[Vorliegender Text]
Soll ich meinen Bausparvertrag kündigen?
Das Wesentliche zusammengefasst
- Ein Bausparvertrag ist sehr teuer, intransparent und unflexibel
- Verbraucherschutz-Organisationen raten vom Abschluss von Bausparverträgen ab
- Ein Bausparvertrag ist jederzeit kostenlos kündbar, wenn man die Kündigungsfristen beachtet
Ist Bausparen sinnvoll – ein Rechenbeispiel
Soll ich meinen Bausparvertrag kündigen? – Neben der privaten Lebens- und Rentenversicherung ist der Bausparvertrag in Deutschland und Österreich eine der beliebtesten Sparprodukte. Im guten Glauben wird er schnell abgeschlossen, ohne ihn wirklich zu hinterfragen. Dies ist aber bitter nötig, denn nach Abzug der Inflation und Kosten bleibt wenig übrig. Wenn man sachlich nachrechnet, sind Bausparverträge die teuerste Art, ein Eigenheim zu finanzieren. Verbraucherschutz-Organisationen bemängeln dies seit Jahren. Sie warnen vor überteuerten Verträgen mit viel zu hohen Abschlusskosten. Hier das Rechenbeispiel eines Originalangebotes einer deutschen Bausparkasse aus dem Jahr 2018:
Lohnt sich Bausparen wirklich?

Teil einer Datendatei
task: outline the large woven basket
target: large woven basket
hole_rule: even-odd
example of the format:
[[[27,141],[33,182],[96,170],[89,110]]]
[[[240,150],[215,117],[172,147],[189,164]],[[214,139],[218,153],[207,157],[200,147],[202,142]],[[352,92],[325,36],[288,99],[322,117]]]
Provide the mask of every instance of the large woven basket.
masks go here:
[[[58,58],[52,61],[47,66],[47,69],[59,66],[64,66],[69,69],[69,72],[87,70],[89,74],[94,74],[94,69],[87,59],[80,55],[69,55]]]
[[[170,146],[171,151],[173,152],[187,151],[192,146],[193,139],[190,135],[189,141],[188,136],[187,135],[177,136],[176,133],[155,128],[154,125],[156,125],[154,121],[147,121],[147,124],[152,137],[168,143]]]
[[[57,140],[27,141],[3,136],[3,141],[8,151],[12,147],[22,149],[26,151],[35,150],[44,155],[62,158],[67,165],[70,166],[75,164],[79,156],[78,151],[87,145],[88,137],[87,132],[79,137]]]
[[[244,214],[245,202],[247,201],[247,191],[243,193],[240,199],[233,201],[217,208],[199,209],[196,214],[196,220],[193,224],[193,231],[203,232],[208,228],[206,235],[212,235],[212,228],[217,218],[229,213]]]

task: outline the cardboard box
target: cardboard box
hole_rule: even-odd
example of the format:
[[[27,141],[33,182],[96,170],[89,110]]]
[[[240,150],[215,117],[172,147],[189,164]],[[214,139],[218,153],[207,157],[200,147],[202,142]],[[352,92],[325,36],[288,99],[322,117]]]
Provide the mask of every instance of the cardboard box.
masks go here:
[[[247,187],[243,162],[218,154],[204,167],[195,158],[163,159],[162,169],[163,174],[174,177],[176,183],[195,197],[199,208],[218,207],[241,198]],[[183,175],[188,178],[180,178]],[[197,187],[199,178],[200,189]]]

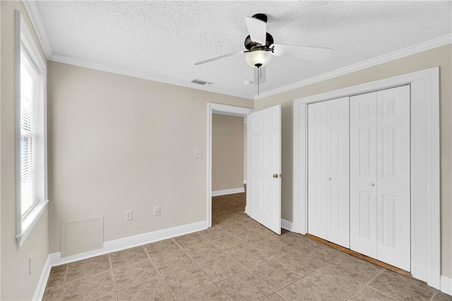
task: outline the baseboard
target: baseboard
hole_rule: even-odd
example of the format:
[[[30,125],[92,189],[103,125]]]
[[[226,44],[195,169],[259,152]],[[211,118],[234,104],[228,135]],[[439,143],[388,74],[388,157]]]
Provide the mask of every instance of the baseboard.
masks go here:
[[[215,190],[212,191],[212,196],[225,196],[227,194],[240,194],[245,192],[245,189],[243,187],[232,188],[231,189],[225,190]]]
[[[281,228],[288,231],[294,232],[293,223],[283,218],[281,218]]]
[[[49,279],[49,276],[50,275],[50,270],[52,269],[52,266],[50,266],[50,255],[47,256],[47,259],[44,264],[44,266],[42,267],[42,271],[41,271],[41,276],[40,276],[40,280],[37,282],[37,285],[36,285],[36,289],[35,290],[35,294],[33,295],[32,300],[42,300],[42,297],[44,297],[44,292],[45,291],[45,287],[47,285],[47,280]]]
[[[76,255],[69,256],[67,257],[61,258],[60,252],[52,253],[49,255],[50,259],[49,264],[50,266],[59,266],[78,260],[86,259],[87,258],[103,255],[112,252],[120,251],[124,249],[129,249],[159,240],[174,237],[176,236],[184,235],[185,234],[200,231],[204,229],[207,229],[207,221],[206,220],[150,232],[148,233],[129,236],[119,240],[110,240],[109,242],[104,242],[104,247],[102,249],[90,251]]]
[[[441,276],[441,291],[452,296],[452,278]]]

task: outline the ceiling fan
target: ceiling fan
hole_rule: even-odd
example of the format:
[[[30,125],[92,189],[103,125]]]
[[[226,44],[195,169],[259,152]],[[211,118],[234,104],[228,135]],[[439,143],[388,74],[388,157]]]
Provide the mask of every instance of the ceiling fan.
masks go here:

---

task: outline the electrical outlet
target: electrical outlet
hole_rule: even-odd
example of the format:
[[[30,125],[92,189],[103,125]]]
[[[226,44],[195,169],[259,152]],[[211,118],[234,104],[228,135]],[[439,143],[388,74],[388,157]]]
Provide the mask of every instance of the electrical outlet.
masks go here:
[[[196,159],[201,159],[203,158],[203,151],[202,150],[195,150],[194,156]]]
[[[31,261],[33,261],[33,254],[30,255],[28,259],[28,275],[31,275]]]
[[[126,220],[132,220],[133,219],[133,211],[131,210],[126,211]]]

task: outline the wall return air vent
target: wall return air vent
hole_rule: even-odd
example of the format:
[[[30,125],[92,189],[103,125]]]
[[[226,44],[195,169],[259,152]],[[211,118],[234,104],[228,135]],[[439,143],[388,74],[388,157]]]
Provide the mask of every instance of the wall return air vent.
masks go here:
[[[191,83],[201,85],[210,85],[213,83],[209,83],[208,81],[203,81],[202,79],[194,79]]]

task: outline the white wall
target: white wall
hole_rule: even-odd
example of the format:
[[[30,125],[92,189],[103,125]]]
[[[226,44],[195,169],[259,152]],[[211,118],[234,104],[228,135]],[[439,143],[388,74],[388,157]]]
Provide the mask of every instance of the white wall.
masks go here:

[Ziel der Übung]
Beantworte diese Fragen zum Text über den Bausparvertrag:
(a) Welche Organisationen raten vom Abschluss von Bausparverträgen ab?
(b) In welchen zwei Ländern zählt der Bausparvertrag zu den beliebtesten Sparprodukten?
(c) Aus welchem Jahr stammt das Originalangebot der Bausparkasse im Rechenbeispiel?

[Richtiges Ergebnis]
(a) Verbraucherschutz-Organisationen
(b) Deutschland und Österreich
(c) 2018